■ Ejercicios propuestos ■
a: Resume el artículo en dos oraciones.
b: Según el artículo, ¿con qué comparaba el monje su vida entera?
c: Copia literalmente el fragmento del artículo que va de "Si las personas" a "de las virtudes.", ambos incluidos.

■ Artículo ■
------------------------

Palabras de espiritualidad

¡Cultivemos las flores de las virtudes en nuestros corazones!

  • Foto: Crina Zamfirescu

    Foto: Crina Zamfirescu

Merece la pena conocer y reconcilarnos con nuestro ser real, de tal forma que podamos transformarlo y no limitarnos a nuestra apariencia exterior, esperando parecer buenos y recibir la honra de los demás.

Hace algunos años, un monje me dijo: “Siento que mi vida entera es como un puñetazo en el vientre de Dios, pero Él lo que hace es amarla y consolarla”. Aquel monje odiaba todos los actos que había cometido contra Dios. El pecado ya no le tentaba. No era la misma persona de antes. Había llegado a desconocer a su antiguo “yo”. Le dolía todo el tiempo perdido sin ningún propósito. Le dolían la trivialidad en la que había vivido, las tristezas sin sentido que había experimentado, la pureza perdida y la simplicidad extraviada en algún sitio. Se sentía indigno de ser amado, honrado e incluso recordado.

Si las personas supieran quién soy en realidad”, decía, “sentirían asco de mí”. No creo que sus pecados fueran tan terribles, pero así es como él los percibía, ya que había llegado al verdadero arrepentimiento. Había limpiado bien el jardín de su corazón, llenándolo después con el aroma de las flores de las virtudes.

------------------------

■ Información extraída ■

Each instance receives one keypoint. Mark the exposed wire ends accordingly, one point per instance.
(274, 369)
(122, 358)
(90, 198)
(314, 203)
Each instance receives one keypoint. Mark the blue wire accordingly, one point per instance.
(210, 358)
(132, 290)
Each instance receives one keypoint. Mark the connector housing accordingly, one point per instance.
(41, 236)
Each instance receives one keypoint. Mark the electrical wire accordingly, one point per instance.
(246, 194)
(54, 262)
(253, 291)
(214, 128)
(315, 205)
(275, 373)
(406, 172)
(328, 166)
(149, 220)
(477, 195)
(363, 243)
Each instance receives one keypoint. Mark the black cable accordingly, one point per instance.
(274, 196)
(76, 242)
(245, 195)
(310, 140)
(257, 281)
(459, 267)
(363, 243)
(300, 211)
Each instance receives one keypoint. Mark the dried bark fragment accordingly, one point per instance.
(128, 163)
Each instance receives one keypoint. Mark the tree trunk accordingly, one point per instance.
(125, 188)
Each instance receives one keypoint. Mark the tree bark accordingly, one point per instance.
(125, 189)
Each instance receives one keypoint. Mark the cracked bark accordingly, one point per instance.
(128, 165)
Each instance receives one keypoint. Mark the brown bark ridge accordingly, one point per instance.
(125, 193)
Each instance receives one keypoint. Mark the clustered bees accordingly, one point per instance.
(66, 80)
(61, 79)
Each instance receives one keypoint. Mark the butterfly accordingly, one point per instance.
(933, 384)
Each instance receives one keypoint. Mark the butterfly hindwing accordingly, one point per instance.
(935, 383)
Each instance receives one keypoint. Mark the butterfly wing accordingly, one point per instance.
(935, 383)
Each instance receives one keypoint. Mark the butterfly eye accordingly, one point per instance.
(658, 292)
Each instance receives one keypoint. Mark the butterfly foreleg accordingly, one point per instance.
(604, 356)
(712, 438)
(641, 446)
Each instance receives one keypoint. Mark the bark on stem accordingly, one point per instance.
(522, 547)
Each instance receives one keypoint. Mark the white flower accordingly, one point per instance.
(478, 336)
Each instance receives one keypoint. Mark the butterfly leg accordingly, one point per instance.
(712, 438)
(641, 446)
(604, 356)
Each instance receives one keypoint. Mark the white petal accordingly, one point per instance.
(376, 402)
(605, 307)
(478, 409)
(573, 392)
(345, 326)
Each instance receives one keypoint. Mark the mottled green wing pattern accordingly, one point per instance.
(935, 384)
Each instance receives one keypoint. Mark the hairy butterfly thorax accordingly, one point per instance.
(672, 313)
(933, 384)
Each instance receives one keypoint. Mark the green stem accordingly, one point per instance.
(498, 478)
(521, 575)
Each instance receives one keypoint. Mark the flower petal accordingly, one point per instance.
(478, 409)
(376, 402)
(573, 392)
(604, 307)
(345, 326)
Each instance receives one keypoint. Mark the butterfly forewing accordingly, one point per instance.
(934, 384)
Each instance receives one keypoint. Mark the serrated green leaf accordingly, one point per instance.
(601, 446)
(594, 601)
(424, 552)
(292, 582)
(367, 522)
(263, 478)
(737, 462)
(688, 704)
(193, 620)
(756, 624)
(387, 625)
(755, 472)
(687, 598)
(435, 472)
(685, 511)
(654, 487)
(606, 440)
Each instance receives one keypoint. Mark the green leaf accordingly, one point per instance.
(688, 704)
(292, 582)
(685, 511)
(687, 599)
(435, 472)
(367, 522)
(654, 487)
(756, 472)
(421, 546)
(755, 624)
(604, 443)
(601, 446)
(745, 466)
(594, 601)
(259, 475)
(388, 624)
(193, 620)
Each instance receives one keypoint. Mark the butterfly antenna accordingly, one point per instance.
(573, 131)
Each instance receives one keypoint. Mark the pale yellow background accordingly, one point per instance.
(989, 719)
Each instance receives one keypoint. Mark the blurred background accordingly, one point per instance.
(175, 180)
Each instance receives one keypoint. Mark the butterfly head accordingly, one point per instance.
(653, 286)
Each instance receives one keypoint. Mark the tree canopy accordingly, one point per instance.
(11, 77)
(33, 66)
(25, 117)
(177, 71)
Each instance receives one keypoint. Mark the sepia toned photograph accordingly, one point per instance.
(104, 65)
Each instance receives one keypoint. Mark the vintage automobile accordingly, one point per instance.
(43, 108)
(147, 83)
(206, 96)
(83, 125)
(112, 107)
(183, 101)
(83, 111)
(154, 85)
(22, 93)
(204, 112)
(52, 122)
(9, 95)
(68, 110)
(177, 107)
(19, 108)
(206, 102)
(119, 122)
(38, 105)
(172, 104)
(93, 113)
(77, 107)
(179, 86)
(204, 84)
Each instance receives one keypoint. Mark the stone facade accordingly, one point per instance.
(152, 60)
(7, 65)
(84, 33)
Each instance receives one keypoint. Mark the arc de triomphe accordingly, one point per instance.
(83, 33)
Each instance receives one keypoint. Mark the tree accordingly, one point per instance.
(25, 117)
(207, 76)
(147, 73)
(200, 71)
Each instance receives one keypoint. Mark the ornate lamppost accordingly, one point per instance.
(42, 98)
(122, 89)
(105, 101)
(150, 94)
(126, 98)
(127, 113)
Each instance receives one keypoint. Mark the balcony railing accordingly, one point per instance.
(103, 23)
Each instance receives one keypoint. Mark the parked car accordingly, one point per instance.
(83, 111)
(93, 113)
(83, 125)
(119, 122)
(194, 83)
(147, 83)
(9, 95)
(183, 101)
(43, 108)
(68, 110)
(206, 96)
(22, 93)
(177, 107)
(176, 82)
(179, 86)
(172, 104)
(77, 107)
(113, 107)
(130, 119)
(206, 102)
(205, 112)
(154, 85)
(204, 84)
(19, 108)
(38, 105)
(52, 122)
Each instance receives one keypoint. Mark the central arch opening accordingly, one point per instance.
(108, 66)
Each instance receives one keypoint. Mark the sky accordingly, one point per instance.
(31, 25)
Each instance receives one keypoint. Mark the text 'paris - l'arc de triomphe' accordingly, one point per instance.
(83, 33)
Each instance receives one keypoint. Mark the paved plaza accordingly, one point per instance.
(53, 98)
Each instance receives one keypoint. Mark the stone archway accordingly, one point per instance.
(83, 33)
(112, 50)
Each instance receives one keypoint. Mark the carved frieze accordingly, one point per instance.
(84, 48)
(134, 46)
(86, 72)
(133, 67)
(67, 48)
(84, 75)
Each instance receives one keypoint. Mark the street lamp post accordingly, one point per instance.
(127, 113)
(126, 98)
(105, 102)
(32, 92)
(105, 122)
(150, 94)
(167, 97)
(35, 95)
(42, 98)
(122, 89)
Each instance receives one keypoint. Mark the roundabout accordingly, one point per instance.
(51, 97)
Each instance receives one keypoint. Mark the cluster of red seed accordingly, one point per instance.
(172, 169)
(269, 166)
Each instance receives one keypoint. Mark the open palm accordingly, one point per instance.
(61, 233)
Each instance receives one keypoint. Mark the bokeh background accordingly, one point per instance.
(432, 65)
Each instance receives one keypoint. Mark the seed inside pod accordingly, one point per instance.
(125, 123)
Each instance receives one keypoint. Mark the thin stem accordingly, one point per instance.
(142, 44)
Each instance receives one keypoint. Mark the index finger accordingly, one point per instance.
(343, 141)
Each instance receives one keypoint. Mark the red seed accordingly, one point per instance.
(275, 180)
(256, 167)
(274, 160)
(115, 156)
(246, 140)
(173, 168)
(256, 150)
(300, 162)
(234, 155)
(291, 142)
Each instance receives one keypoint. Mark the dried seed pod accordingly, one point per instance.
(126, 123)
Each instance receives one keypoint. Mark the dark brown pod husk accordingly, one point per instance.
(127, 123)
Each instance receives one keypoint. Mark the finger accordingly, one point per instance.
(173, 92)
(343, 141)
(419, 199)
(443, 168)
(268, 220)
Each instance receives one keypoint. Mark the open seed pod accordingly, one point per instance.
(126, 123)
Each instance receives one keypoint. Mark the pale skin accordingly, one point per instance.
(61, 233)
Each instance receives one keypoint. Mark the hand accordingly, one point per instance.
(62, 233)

------------------------

■ Soluciones ■
a: Vale la pena conocer y reconciliarnos con nuestro ser real para transformarlo, sin limitarnos a la apariencia exterior ni a buscar la honra de los demás. Un monje que había llegado al verdadero arrepentimiento odiaba sus actos contra Dios y se sentía indigno de ser amado, pero había limpiado el jardín de su corazón y lo había llenado con el aroma de las flores de las virtudes.

b: Con un puñetazo en el vientre de Dios.

c:
Si las personas supieran quién soy en realidad”, decía, “sentirían asco de mí”. No creo que sus pecados fueran tan terribles, pero así es como él los percibía, ya que había llegado al verdadero arrepentimiento. Había limpiado bien el jardín de su corazón, llenándolo después con el aroma de las flores de las virtudes.